## [Provided passage]

|---|

The following is a summary of actions taken at the April 15, 2016, meeting of the New Jersey State Bar Association Board of Trustees at the New Jersey Law Center in New Brunswick. This summary does not constitute official minutes.
New trustee: The trustees approved Tracy M. Thompson to serve the remainder of a vacant at-large trustee term. Thompson is an assistant Attorney General, and has served in either a county or state prosecutor’s office for nearly 25 years. In the state bar, she has served as chair of the Minorities in the Profession Section and on the Judicial Administration and Diversity committees. She is a member and former president of the Association of Black Women Lawyers of New Jersey. She was also vice president of the Garden State Bar Association and active with the Mercer County Bar Association. The seat is designated for an African-American member and runs through May 2017.
Court rules: The board agreed to send comments to the Supreme Court with regard to proposals to change Court Rules, especially those related to civil, special civil and tax matters, and the Code of Judicial Conduct. The full comments on the court rules can be found here. Association representatives will testify at the Supreme Court’s May 17 public hearing on the rules. Comments on the judicial code are due May 1.
Future of the legal profession: The trustees said the Executive Committee should prepare a response to the American Bar Association’s Commission on the Future of Legal Services issue papers on alternative business structures, legal check-ups and unregulated legal services providers that is consistent with the position the NJSBA has taken previously – specifically emphasizing the importance of the role of lawyers in the provision of legal services and as owners of law firms.
Government relations: With the budget break looming for the Legislature, the board took action on a number of pending measures.
The trustees supported:
· A2630 (Gusciora), which permits people convicted of driving with a suspended license to be sentenced to a labor assistance program;
· A3077 (Vainieri Huttle)/S2013 (Beck), a measure that revises procedures for processing incomplete Medicaid applications, and exempts asset transfers of up to $500 per month during the look-back period for determining eligibility for long-term care services;
· A3335 (Sumter)/S1585 (Rice), which establishes a program allowing certain applicants to perform community service in lieu of paying motor vehicle surcharges;
· S1180 (Bateman), a bill that provides that offenses committed prior to the enactment of P.L. 2013, c. 70 for talking or texting on hand-held devices while driving are not previous violations;
· A1946 (Coughlin)/S1257 (Vitale), which adds cyber-harassment to the domestic violence statutes;
· A2175 (Taliaferro) S722 (Cruz-Perez), which would establish Linette Lebron’s Law to modify procedures for marriage or civil union where a party is terminally ill; and
· A3282 (Dancer), which prohibits the award of custody or visitation rights to persons convicted of certain sex crimes against minors. The board also supported the Family Law and Real Property, Trust and Estate Law sections’ proposed changes to laws on equitable distribution and equitable spousal share.
· The trustees also agreed to support with amendments A759 (Moriarty)/S755 (Beach), which prohibits certain provisions in consumer contracts.

|---|

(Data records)
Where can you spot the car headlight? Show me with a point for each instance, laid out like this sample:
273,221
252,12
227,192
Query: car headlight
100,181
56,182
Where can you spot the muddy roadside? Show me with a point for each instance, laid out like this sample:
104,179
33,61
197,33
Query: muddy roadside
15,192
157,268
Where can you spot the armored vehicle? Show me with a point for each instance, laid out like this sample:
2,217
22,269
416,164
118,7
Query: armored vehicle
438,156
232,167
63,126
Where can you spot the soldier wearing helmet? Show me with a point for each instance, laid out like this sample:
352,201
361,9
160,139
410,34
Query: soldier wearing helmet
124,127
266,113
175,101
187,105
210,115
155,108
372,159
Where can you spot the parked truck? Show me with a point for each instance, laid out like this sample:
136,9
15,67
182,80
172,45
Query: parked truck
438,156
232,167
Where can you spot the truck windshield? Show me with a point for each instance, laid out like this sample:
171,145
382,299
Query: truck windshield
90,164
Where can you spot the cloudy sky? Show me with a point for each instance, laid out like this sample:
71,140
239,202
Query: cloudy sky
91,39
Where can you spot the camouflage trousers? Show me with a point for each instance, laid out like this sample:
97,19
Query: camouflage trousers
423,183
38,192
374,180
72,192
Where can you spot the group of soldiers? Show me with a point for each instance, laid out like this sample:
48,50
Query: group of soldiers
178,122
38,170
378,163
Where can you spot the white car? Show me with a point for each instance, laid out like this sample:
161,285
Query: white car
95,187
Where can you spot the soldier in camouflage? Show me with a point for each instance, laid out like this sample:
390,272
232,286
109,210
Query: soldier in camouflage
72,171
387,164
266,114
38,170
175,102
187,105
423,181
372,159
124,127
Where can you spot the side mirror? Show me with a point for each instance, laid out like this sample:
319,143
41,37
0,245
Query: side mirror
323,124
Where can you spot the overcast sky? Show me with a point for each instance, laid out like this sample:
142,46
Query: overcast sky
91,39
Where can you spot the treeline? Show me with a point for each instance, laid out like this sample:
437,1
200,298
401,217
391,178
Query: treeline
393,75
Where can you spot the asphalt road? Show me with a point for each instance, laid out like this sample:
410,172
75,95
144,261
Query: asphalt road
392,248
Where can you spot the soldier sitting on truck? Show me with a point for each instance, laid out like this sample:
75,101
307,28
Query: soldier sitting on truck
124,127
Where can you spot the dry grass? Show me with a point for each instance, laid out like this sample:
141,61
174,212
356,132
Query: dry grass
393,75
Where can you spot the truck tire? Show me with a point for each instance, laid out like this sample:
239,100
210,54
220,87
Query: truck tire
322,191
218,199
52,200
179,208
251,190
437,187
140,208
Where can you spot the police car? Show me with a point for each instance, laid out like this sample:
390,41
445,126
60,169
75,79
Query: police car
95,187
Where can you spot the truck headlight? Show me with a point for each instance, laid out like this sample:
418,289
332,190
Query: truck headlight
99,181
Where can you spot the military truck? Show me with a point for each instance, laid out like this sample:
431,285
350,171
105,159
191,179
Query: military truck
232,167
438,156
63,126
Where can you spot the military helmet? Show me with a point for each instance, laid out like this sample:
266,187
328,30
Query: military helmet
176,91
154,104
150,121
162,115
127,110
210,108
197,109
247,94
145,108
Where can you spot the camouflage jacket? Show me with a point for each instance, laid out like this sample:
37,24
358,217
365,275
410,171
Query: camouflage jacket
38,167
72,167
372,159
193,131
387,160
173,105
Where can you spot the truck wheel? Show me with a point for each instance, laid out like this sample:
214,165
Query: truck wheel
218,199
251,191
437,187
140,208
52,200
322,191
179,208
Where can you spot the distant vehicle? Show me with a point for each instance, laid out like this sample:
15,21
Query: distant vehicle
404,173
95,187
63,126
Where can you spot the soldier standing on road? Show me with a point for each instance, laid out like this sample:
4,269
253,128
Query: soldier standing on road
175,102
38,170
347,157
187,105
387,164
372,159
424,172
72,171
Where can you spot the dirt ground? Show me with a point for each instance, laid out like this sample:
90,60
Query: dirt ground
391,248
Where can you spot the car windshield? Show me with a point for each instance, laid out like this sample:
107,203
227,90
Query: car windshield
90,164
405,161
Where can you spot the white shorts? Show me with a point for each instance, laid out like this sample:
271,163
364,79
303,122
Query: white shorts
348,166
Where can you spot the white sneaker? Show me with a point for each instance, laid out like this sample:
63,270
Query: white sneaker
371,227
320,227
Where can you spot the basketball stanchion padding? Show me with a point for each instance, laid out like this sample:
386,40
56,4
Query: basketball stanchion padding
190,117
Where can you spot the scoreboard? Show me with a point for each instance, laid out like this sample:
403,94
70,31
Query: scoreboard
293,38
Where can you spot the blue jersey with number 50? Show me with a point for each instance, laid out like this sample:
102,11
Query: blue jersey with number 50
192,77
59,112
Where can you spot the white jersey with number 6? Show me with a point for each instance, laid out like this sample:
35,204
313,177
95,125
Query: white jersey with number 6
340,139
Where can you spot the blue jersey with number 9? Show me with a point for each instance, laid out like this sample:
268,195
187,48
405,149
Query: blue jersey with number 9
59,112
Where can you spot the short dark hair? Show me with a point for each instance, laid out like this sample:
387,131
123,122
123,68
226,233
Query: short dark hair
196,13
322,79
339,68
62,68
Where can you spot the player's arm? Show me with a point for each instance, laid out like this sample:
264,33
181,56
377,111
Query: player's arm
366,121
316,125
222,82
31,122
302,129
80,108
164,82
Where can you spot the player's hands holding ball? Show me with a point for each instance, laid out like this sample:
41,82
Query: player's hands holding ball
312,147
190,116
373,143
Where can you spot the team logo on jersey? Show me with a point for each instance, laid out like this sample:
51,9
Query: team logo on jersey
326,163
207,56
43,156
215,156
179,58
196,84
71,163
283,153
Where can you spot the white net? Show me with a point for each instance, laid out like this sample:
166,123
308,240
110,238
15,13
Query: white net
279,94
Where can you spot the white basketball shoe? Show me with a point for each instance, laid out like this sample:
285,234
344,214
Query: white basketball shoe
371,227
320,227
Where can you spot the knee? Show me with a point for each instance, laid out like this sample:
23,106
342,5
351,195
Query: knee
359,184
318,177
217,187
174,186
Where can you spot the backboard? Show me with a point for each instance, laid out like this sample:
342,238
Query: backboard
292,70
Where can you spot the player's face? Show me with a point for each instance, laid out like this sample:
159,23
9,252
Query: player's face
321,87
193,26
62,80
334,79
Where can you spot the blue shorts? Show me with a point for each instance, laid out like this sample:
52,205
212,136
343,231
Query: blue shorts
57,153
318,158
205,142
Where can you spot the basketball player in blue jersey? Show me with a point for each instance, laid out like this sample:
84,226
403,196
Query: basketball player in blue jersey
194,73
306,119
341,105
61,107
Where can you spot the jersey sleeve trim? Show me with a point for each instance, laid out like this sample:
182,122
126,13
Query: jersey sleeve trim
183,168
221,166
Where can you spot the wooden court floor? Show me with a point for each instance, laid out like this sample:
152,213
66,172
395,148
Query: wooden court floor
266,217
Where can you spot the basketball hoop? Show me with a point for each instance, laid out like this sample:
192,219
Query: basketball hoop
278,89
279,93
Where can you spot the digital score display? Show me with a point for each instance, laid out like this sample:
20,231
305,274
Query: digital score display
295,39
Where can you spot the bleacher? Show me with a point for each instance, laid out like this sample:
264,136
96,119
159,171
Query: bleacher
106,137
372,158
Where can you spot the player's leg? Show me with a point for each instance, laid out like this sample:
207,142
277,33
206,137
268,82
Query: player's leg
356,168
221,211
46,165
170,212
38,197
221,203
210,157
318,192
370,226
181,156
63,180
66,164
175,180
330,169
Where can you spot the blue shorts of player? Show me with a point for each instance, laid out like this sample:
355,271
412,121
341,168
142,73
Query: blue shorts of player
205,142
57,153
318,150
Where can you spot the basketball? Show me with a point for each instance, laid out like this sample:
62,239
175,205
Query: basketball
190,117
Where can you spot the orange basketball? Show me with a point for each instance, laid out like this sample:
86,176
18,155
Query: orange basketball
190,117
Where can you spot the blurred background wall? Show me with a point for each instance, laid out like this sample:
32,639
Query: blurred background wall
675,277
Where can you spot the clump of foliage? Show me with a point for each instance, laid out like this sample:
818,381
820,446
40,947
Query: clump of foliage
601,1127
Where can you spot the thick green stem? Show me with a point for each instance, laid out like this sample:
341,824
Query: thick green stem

|---|

## [Apply what you read]
• A. According to the board meeting summary, why did the board act on a number of pending legislative measures at this meeting?
• B. Reproduce the passage from the board meeting summary starting with "Court rules: The" and going on through "are due May 1.".

## [Solutions to each task]
• A. The board acted on them because the Legislature's budget break was looming.

• B.
Court rules: The board agreed to send comments to the Supreme Court with regard to proposals to change Court Rules, especially those related to civil, special civil and tax matters, and the Code of Judicial Conduct. The full comments on the court rules can be found here. Association representatives will testify at the Supreme Court’s May 17 public hearing on the rules. Comments on the judicial code are due May 1.